===== Text segment =====
My intention in raising the matter this afternoon is by no means to conduct a witch-hunt of any kind. I pay tribute to the courtesy and attention with which I have been received by the Minister of State on several occasions—regrettably several occasions—on this most difficult matter.

The truth is that we are confronted with a log jam. My purpose in raising the matter this afternoon is to seek the Minister's assistance in attempting to break it. I hope that he will understand me when I say that it is also my intention to try to head off the possibility of a witch-hunt being conducted locally, in the press and by other means, against those who are imagined to be responsible for the difficulties affecting the provision of the casualty service. Such a public witch-hunt could only do serious damage to the morale of those who are continuing to provide the greatly reduced service and could well result in the complete withdrawal of the service.

I hope that the Minister understands that that is a real possibility. I am a member of an action committee which I have been trying to head off from that very course, but I regret that it is one that it may determine to pursue.

I spoke of a log jam and referred to several visits to the Department. I think that I should proceed to discuss the need for the casualty service before going on to list the various elements in the situation as I see them.

The new town of Redditch now has a population of about 60,000. According to the statistics handed to me last week by the local employment office, there is a work force of 33,000, practically all in manufacturing industry. The casualty service does not just provide for the growing new town of Redditch. It also provides for the surrounding areas. That has been recognised in the calculation of the population of the catchment area for the new district general hospital.
===== Data extracts =====
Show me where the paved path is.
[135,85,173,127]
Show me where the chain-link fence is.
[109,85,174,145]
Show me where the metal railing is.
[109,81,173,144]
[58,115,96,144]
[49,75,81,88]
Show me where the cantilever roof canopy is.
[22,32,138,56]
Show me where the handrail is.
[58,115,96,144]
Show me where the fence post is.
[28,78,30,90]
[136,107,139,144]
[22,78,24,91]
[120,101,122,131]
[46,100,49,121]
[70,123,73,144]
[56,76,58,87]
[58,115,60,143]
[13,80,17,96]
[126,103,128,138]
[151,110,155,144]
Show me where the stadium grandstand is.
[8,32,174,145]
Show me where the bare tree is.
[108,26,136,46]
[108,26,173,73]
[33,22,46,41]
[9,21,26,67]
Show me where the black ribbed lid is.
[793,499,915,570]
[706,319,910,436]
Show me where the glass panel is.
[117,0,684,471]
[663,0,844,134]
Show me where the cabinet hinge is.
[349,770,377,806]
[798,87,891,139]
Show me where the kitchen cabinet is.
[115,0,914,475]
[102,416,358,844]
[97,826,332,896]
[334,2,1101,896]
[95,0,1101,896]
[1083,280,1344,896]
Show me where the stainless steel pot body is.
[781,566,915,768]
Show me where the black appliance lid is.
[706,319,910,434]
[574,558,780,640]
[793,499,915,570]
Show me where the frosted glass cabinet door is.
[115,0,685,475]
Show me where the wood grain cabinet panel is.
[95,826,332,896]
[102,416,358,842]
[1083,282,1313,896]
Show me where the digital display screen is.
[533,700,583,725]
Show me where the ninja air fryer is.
=====
§ Work instructions
a) Can you rewrite the paragraph of the speech on the Redditch casualty service that begins "The new town of Redditch now has" as a short list, keeping its main facts?
b) In the speech on the Redditch casualty service, what work force does the local employment office report for the town?
c) Write the next part of the speech on the Redditch casualty service, picking up after its final sentence.
These rows come from a different source than the speech on the Redditch casualty service.

§ Results
a)
- Redditch, a new town, has a population of about 60,000.
- Local employment office figures give a work force of 33,000, practically all in manufacturing industry.
- The casualty service covers the growing town and the surrounding areas.
- This wider reach is reflected in the catchment-area population calculated for the new district general hospital.

b) A work force of 33,000, practically all in manufacturing industry.

c)
The population of the area currently served by the Redditch casualty service, restricted as it unfortunately is, is about 90,000 and is increasing as the new town moves towards fulfilment in 1981. During the discussions we have had on several occasions with the Department, mention has been made of the need for this service. The Under-Secretary referred to this in his letter to me of 19th August 1977. The area health authority was asked to undertake a survey at that time. A year later an interim survey was produced. We still do not have the results of any final survey, despite the lapse of time since the Under-Secretary was good enough to write to me.

It can be said that the figure for the number of casualties from Redditch attending the Selly Oak hospital out of normal working hours, which are the only hours during which the Redditch service is provided—this can therefore be taken as a fair indicator of the increase in demand and consequently of the need— have risen from 13 per month in 1976 to 145 per month last year. More up-to-date figures are not available. A further illustration can be obtained by the fact that on a recent Saturday afternoon at the Bromsgrove cottage hospital there were 37 patients from Redditch in attendance.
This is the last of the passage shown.